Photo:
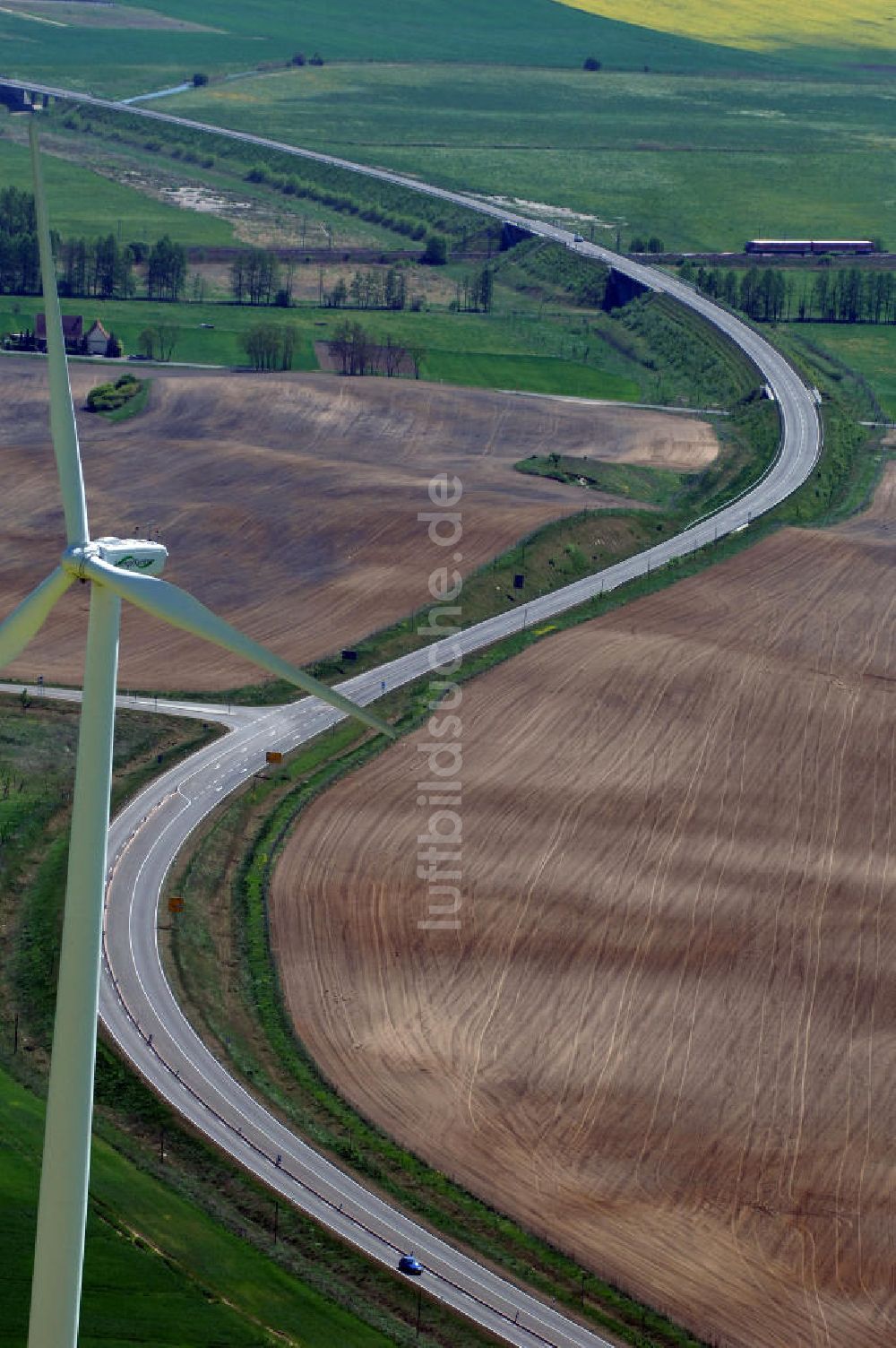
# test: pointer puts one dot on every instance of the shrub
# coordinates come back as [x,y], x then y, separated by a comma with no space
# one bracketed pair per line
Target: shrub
[435,251]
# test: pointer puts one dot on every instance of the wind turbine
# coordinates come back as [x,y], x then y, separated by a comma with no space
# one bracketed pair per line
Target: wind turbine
[116,567]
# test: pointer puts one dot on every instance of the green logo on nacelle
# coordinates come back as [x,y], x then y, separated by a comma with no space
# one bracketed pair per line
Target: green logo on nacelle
[135,564]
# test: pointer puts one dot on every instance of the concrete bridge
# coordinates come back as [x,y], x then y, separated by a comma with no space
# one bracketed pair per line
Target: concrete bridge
[19,99]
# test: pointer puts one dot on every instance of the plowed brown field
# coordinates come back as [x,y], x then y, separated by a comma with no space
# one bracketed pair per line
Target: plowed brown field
[666,1029]
[289,503]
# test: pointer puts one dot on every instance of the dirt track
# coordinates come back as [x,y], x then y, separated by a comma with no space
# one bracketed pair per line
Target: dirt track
[289,503]
[665,1030]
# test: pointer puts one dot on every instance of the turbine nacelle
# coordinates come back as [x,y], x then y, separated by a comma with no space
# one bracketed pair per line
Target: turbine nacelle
[125,554]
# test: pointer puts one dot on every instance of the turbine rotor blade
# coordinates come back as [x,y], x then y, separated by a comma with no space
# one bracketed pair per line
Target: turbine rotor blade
[62,425]
[31,614]
[178,609]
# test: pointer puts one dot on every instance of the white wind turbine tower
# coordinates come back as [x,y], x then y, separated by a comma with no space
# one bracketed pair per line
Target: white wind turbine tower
[116,569]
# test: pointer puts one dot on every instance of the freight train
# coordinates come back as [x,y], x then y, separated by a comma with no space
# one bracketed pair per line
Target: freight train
[809,246]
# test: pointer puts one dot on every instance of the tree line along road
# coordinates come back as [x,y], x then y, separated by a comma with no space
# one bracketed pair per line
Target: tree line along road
[138,1007]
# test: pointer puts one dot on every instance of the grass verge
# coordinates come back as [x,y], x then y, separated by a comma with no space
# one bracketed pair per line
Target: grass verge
[225,925]
[181,1244]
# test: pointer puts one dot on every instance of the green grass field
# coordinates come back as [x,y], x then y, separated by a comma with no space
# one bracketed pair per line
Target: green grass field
[122,62]
[484,352]
[703,162]
[194,1283]
[86,203]
[869,350]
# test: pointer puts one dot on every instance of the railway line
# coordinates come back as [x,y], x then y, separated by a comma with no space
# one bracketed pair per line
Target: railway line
[136,1005]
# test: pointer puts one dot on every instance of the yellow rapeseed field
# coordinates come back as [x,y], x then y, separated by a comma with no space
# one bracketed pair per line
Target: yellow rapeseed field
[760,24]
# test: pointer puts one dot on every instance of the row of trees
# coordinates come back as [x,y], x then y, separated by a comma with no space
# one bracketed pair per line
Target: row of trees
[95,269]
[358,352]
[652,244]
[369,289]
[473,291]
[254,278]
[847,296]
[270,345]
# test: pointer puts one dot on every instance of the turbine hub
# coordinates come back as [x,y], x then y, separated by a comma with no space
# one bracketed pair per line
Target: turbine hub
[128,554]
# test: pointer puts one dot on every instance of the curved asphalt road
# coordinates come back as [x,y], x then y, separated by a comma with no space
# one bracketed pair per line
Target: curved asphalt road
[136,1005]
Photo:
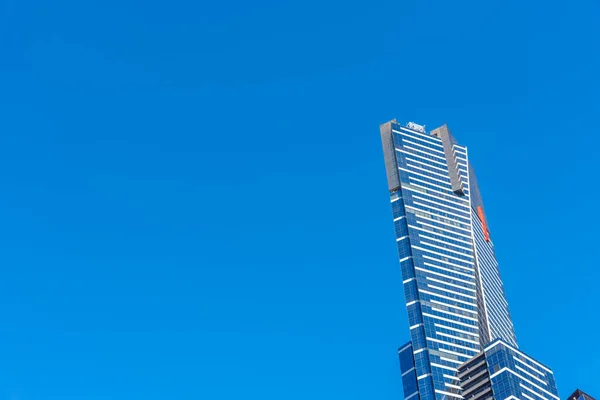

= = = = =

* [Given problem] Can you output the whole listing above line for line, with no changes, but without the pictures?

* [Answer for the task]
Photo:
# test: pointer puts one dot on every instance of the shrub
# coordinates come back as [x,y], x then y, separated by a comma with no space
# one bracketed pair per line
Target: shrub
[435,251]
# test: pointer puts one dot on every instance of the wind turbine
# coordinates come back as [x,y], x then y, separated by a comma with no space
# one bracketed pair per line
Target: wind turbine
[116,567]
# test: pointer puts one dot on every instance of the green logo on nacelle
# coordinates come back as [x,y], x then y, separated by a comma with no space
# one bracketed pair per line
Target: green logo on nacelle
[135,564]
# test: pointer puts one dot on every instance of the concrete bridge
# coordinates come back as [x,y], x then y, separated by a comma with no space
# one bracketed pair per line
Target: concrete bridge
[19,99]
# test: pointer puts one dot on every instance of the plowed brown field
# coordinates come back as [x,y], x then y, separated by a comma with no space
# one bracketed pair per line
Target: plowed brown field
[666,1029]
[289,503]
# test: pointer puts one dot on every instance of the dirt track
# coordinates come back as [x,y], x then y, separated by a comma with no space
# one bracketed pair per line
Target: dirt track
[289,503]
[665,1030]
# test: pointer puts one dot on every instance of the turbine nacelle
# coordinates come back as [x,y], x then y, separated by a comma with no space
# one bracketed pair per line
Target: turbine nacelle
[125,554]
# test: pointer puts one dot on every instance of the turbine rotor blade
# coordinates come back as [x,y], x then y, separated by a comma with no space
# one bracketed pair per line
Target: turbine rotor blade
[62,425]
[31,614]
[178,609]
# test: pointer puts one dot on every instance of the white wind turbine tower
# coordinates come back as [x,y], x then y, separated by a comma with no space
# one bracketed pair per line
Target: white wind turbine tower
[116,569]
# test: pointer puts one dot on every instance of the freight train
# coordinates come back as [x,y], x then y, separated by a comma with no space
# one bracketed pair per line
Target: freight train
[809,246]
# test: pointer puts one dot on every instance of the tree line along road
# coordinates come back as [x,y], x then y, separated by a comma with no space
# one bracketed pair per line
Target: tree line along road
[138,1007]
# test: pointer puts one dot on every instance of the grass verge
# coordinates come back as [x,y], x then y, separated by a comma with no space
# one bracketed pair per line
Target: grass verge
[225,925]
[181,1244]
# test: pointer puts one dot on every instance of the green grass field
# coordinates come back as [x,y], x then y, separated by a comma with no space
# one bracketed pair per line
Target: green grass field
[122,62]
[484,352]
[703,162]
[194,1283]
[86,203]
[869,350]
# test: pointer puts one dot on every instance of the railway line
# coordinates come back as [x,y], x then y, separated by a comma with no space
# one bracketed pair per line
Target: railway line
[136,1005]
# test: pointer puts one dot on every instance of the yellow rapeseed field
# coordinates come back as [x,y], x then y, separated by a comma with no space
# one bracketed pair per line
Target: yellow rapeseed field
[760,24]
# test: pointer puts one dot on every instance of the row of trees
# coordinates come back as [x,y], x then y, separated by a comma with no space
# one bracketed pair per line
Target: row of trees
[95,269]
[358,352]
[652,244]
[369,289]
[473,291]
[254,278]
[847,296]
[270,345]
# test: pointer puts one dot on every instance of the turbine hub
# coordinates come back as [x,y], x then y, separated by a comma with no space
# one bracketed pair per line
Target: turbine hub
[128,554]
# test: pointer puts one dot on every instance of the curved asphalt road
# coordinates come back as [x,y], x then y, separated by a comma with no space
# one bracketed pair per line
Target: curved asphalt road
[136,1005]
Photo:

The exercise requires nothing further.